Le sommet de Versailles, au-delà des déclarations martiales, a manifesté la faiblesse européenne face à la détermination de Vladimir Poutine. L’annonce du renforcement des sanctions économiques, tout en veillant, au prix de contorsions sémantiques, à préserver nos approvisionnements énergétiques russes en attendant de bâtir une hypothétique indépendance, ne change rien au drame ukrainien.
Depuis des années, la nomenklatura française rêve d’une « Europe puissance » qui prendrait le relais d’une France devenue trop petite pour se faire entendre dans le concert des nations. Illusion, car l’eurocratie rejette l’idée même de puissance européenne considérée comme une réminiscence de son impérialisme passé.
Pire : les eurocrates ont construit l’impuissance européenne au nom d’une idéologie mercantile et mondialiste qui a entraîné la dépendance de l’Europe au nom du libre-échange et de la spécialisation des productions, tandis que l’atlantisme des États membres rendait l’Union européenne vassale des États-Unis sur le plan militaire et diplomatique.
La pandémie a révélé notre dépendance en matière de médicaments. Un rapport du Parlement européen indique que 40 % des médicaments commercialisés dans l’Union européenne proviennent de pays tiers, que 60 à 80 % des ingrédients pharmaceutiques sont produits en Inde ou en Chine. À l’heure où la guerre bactériologique est une menace réelle, on mesure les risques d’une telle situation.
Le rebond économique qui a suivi la fin des confinements a mis en lumière la dépendance de nos économies en matière de composants électroniques fabriqués en Asie. Bruno Le Maire et le commissaire Breton s’en sont émus, mais cette situation est la conséquence des choix économiques faits par l’Union européenne depuis des décennies. Il est un peu tard pour appeler à la réindustrialisation alors que la politique commerciale européenne a eu pour objet ou pour effet la désindustrialisation de l’Europe.

__CONSIGNE__: Recopiez le passage de l’extrait qui commence par « Pire : les eurocrates » et se poursuit jusqu’à « militaire et diplomatique. » inclus, en substituant « technocrates » à « eurocrates ». Appuyez-vous uniquement sur l’extrait.

__ENTRÉES FOURNIES__:
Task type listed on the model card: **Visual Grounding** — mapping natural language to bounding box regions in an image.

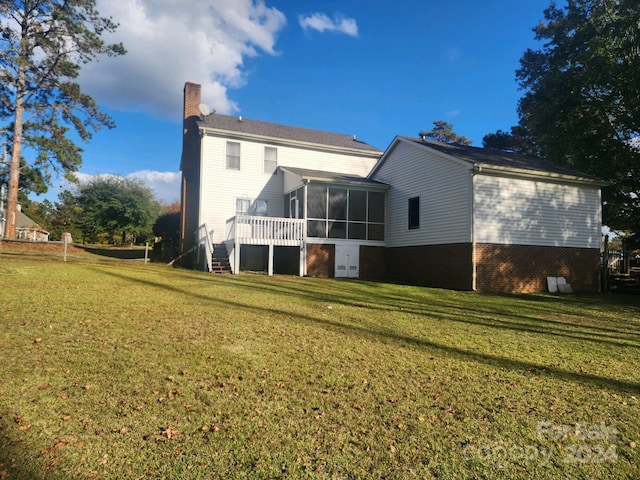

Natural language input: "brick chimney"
[180,82,201,169]
[183,82,201,120]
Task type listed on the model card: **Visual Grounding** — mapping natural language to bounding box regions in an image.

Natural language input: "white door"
[336,245,360,278]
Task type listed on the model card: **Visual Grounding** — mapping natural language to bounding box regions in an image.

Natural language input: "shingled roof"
[398,137,605,184]
[280,167,386,186]
[199,113,382,155]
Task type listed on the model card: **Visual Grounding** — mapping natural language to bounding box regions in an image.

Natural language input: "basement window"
[409,197,420,230]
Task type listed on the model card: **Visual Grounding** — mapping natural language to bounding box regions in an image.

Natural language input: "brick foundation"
[307,243,336,278]
[386,243,472,290]
[476,244,600,293]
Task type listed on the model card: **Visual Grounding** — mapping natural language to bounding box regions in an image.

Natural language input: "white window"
[236,197,268,217]
[249,200,268,217]
[227,142,240,170]
[264,147,278,175]
[236,198,251,215]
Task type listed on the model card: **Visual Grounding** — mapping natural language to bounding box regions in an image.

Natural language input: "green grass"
[0,255,640,479]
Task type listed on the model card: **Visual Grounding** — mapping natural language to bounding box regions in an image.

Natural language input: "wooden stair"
[211,243,231,274]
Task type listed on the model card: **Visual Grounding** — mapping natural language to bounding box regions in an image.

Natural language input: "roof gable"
[370,136,606,186]
[199,113,382,156]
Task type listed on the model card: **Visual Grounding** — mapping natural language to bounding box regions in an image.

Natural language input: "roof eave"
[199,125,383,158]
[473,163,609,187]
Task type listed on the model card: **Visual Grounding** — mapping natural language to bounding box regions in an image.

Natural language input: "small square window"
[264,147,278,175]
[236,198,251,215]
[226,142,240,170]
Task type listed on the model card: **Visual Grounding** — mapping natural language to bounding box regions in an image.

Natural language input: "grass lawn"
[0,255,640,479]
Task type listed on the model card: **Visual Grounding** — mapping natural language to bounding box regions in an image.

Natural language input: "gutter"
[473,163,609,187]
[199,126,384,158]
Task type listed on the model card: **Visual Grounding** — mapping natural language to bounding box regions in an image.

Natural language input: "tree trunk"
[5,67,25,238]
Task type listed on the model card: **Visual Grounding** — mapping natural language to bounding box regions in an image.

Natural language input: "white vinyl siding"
[373,141,471,247]
[474,175,602,248]
[199,135,377,243]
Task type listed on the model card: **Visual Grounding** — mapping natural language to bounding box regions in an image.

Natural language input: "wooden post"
[602,235,609,292]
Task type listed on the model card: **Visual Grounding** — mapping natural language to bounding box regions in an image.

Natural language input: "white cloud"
[127,170,181,205]
[298,13,358,37]
[74,170,181,205]
[80,0,286,118]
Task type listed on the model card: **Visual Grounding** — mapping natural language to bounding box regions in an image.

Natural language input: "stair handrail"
[195,223,213,272]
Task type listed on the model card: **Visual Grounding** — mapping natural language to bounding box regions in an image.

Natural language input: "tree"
[482,126,540,156]
[76,176,160,243]
[49,190,82,240]
[418,120,472,145]
[0,0,125,238]
[516,0,640,232]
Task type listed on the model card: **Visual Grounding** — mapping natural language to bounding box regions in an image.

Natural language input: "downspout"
[302,179,309,277]
[471,164,482,292]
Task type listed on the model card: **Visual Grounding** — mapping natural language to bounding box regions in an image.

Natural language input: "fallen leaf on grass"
[156,426,179,441]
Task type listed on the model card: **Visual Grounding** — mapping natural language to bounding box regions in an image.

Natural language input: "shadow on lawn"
[76,245,145,260]
[221,279,640,348]
[0,410,47,480]
[88,267,640,394]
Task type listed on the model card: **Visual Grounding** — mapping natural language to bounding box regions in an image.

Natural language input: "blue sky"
[34,0,550,203]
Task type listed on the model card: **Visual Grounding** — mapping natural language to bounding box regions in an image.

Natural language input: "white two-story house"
[181,83,604,292]
[181,83,386,277]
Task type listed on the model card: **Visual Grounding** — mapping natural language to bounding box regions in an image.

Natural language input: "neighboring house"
[369,137,604,292]
[181,83,603,292]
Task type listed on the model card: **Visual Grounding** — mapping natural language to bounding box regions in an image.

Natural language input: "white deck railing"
[227,215,305,245]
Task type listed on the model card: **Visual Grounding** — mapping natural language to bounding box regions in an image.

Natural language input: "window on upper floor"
[249,200,269,217]
[236,198,251,215]
[264,147,278,175]
[409,197,420,230]
[226,142,240,170]
[236,197,269,217]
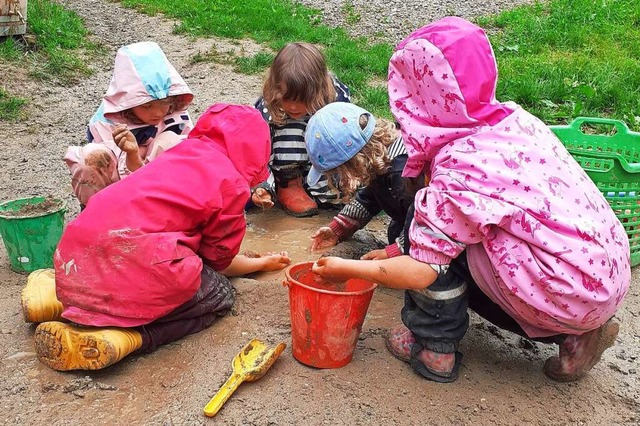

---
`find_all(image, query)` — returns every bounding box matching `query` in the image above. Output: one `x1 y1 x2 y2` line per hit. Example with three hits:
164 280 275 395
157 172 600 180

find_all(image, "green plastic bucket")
0 197 66 273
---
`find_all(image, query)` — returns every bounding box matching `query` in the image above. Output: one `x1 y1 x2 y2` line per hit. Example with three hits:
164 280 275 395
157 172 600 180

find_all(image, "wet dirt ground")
0 0 640 426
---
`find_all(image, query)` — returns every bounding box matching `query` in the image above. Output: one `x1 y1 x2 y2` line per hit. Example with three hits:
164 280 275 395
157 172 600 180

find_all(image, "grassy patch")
478 0 640 129
121 0 392 117
117 0 640 128
0 0 98 84
0 88 27 120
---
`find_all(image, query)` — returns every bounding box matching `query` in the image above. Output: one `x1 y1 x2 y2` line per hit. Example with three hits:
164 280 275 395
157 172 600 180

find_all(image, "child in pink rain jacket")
64 42 193 206
28 104 290 370
314 17 631 382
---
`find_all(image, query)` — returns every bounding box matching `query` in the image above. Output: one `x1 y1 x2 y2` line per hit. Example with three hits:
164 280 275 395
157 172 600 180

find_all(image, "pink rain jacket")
54 104 270 327
389 18 630 337
64 41 193 182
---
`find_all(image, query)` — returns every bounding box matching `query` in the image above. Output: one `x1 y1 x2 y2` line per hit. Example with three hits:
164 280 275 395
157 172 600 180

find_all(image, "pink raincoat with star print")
389 17 631 337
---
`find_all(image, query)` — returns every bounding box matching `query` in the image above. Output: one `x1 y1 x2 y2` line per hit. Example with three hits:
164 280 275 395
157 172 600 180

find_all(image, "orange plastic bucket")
284 262 378 368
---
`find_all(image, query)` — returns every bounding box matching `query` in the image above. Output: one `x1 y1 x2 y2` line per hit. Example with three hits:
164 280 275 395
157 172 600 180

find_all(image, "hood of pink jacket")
187 104 271 186
388 17 515 177
100 41 193 123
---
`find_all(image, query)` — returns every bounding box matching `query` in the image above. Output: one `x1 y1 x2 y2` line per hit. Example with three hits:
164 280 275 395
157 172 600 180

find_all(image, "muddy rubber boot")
21 269 62 322
544 319 620 382
385 324 461 382
35 321 142 371
276 176 318 217
385 324 416 362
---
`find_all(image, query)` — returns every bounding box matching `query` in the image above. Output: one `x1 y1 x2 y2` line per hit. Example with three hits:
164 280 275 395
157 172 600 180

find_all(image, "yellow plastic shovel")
204 339 287 417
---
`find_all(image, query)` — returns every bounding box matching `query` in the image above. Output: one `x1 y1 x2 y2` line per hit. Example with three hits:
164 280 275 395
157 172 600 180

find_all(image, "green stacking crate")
551 117 640 266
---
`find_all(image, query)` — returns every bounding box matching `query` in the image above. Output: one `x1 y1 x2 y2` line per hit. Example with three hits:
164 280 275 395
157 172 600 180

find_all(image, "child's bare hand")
360 249 389 260
260 251 291 272
311 256 349 280
251 188 273 209
311 226 338 251
111 124 138 153
84 151 113 170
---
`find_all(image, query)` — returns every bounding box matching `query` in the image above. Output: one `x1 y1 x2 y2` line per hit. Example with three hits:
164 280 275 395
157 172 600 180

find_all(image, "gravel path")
299 0 533 44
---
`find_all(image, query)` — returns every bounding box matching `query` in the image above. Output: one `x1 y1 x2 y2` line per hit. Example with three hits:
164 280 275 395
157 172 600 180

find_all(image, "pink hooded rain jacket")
389 17 630 337
54 104 270 327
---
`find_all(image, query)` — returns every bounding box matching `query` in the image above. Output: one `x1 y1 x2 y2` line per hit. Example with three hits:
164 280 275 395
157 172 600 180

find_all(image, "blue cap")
304 102 376 186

__RÉPONSE PROPOSÉE__:
Pire : les technocrates ont construit l’impuissance européenne au nom d’une idéologie mercantile et mondialiste qui a entraîné la dépendance de l’Europe au nom du libre-échange et de la spécialisation des productions, tandis que l’atlantisme des États membres rendait l’Union européenne vassale des États-Unis sur le plan militaire et diplomatique.